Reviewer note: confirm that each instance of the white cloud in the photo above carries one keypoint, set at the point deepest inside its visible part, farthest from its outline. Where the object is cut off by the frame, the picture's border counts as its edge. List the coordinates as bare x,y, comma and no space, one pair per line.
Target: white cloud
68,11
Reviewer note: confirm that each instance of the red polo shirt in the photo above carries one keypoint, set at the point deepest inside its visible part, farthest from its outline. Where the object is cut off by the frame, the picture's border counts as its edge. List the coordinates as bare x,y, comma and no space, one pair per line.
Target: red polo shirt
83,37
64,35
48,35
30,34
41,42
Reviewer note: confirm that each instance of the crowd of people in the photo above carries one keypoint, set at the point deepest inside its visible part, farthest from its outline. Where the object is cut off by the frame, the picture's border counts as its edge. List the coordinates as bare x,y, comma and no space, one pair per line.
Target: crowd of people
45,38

## WORK TO COMPLETE
Would you print exactly and only the lines of the material above that run from the line with "Target: red polo shirt" through the line with "Reviewer note: confirm that each instance of the crowd", both included?

## WRITTEN REPLY
Target: red polo shirt
83,37
64,35
48,35
30,34
41,42
Reviewer note: confirm that each instance of the crowd of people in the photo above carries one keypoint, set at the point deepest inside its visible part, farthest from its outline. Where the object is cut off by the frame, the picture's border counts as its edge. List the coordinates as bare x,y, comma and no space, one pair per line.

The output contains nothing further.